## Selected extract
Seeing his dedication, there were others who did the same on their own. Now, Dr. Wadimuna is at the Base Hospital of Dambulla but he still has all the pens he collected. He has continued his habit, despite not knowing what he would have to do with his collection. His friends and those known to him, had got inspired by this and had done the same. Imagine a collection from 2019. His collection inspired many of his mates from the junior batch to follow in his footsteps. “We need a good network to collect these pens and other single-use plastics. On top of it all, a proper way to recycle them. Media can be a part of this awareness programme,” he suggested.  

A worthy collector

“I buy Atlas pens and I have so many. I think they launched a pilot programme on recycling. I know India does it. Many countries in the world do it. Sri Lanka being a small island, I think it is something we can do, if only we have a way to recycle plastic waste. There is no doubt about the importance of this. Now that I have collected all this, what can I do?” he asked. 

Then again, Dr. Wadimuna added that it is not something an individual can do. “Collecting pens is something each individual can be responsible for. But in the long run, what can the Government do to minimise plastic waste, is the crucial question,” he emphasised. “The Government should be able to tell the major factories which produce ballpoint pens that they have to do a recycling project themselves. Either the Government should have such a plant for recycling or else, the Government could fund and help them launch one. Either way, it is an essential service which is going to improve many things,” Dr. Wadimuna was positive.  

“When people as a collective or even as individuals work on their own on something worthwhile like this, someone or ideally the Government should facilitate it,” Dr. Wadimuna emphasised. 

Initiative to collect pens

We can praise Dr. Wadimuna sky high, portray him here but let him lament with hundreds of collected ballpoint pens at home. Let his followers sleep with their collections of pens piling up in their rooms and do nothing. Instead, we approached Atlas Axillia Co. (Pvt) Ltd. this being Dr. Wadimuna’s preferred brand and undoubtedly one of Sri Lanka’s most popular. It was interesting to hear that they have started a project on recycling. The General Manager — Marketing at Atlas Axillia, Kaushali Kusumapala spoke of how they have already given recycling a thought. 

“As Sri Lanka’s most-loved learning brand, we understand the importance of instilling good values at an early age. Thus, with the aim to inculcate the habit of protecting the environment in school children, we have partnered with the Ministry of Environment for a national-level initiative to collect plastic pens from schools across the country. With over 29,000kg of used pens discarded from schools in one school year in Sri Lanka, we believe that this initiative will help to direct as much of that plastic waste as possible towards recycling and responsible disposal mechanisms, while encouraging Sri Lanka’s future leaders to be environmentally conscious,” Kusumapala said.

## The data
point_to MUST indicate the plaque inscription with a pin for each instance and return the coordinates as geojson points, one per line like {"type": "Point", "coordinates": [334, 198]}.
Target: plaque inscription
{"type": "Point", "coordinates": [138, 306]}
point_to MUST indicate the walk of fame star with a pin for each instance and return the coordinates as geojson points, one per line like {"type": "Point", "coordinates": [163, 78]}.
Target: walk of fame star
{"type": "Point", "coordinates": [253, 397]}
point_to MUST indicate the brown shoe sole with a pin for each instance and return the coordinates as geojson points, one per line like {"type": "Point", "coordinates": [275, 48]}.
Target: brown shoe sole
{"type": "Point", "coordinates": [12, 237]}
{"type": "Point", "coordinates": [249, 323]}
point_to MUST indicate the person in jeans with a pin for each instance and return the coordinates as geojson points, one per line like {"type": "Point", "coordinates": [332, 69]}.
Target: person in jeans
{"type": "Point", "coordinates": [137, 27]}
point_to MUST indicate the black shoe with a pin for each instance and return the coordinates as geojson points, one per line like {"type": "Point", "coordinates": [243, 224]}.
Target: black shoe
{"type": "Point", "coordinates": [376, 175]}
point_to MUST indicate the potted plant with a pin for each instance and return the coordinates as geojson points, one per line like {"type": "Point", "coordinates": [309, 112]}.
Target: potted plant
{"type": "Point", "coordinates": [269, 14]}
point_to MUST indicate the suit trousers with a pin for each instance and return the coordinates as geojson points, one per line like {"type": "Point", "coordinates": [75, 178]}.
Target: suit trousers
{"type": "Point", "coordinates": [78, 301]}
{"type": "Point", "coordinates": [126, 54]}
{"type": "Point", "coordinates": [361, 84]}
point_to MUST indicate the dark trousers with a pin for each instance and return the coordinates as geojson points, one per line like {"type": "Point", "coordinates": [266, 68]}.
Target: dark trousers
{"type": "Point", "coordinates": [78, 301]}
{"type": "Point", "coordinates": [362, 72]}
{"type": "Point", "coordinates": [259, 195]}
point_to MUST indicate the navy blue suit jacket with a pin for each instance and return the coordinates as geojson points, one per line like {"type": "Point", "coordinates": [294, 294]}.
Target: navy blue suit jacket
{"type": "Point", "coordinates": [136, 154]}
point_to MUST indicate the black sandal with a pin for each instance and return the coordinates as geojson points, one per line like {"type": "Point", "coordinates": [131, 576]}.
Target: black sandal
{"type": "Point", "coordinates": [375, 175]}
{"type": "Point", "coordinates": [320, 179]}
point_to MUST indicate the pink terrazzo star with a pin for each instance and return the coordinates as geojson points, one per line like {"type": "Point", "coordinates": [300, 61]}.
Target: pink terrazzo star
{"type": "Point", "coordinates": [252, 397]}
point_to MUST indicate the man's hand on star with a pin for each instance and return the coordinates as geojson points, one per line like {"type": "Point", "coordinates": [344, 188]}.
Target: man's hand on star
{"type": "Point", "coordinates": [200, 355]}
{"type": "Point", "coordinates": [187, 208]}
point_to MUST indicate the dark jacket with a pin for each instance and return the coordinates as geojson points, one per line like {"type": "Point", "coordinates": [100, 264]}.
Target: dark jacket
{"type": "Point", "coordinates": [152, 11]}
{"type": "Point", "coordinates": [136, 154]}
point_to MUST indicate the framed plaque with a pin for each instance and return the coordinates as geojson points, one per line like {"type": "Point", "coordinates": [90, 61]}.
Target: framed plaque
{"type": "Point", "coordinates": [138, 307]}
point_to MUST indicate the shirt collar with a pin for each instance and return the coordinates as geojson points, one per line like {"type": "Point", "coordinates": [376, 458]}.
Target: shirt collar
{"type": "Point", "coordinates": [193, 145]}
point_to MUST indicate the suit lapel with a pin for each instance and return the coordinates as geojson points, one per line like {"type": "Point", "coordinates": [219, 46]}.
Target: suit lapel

## Task instructions
Change "recycling project" to "recycling scheme" in the pen-collecting article, and give the passage starting with "Then again, Dr." and going on through "Dr. Wadimuna emphasised." with that change made. Use nothing but the pen-collecting article.

## Completed exercise
Then again, Dr. Wadimuna added that it is not something an individual can do. “Collecting pens is something each individual can be responsible for. But in the long run, what can the Government do to minimise plastic waste, is the crucial question,” he emphasised. “The Government should be able to tell the major factories which produce ballpoint pens that they have to do a recycling scheme themselves. Either the Government should have such a plant for recycling or else, the Government could fund and help them launch one. Either way, it is an essential service which is going to improve many things,” Dr. Wadimuna was positive.  

“When people as a collective or even as individuals work on their own on something worthwhile like this, someone or ideally the Government should facilitate it,” Dr. Wadimuna emphasised.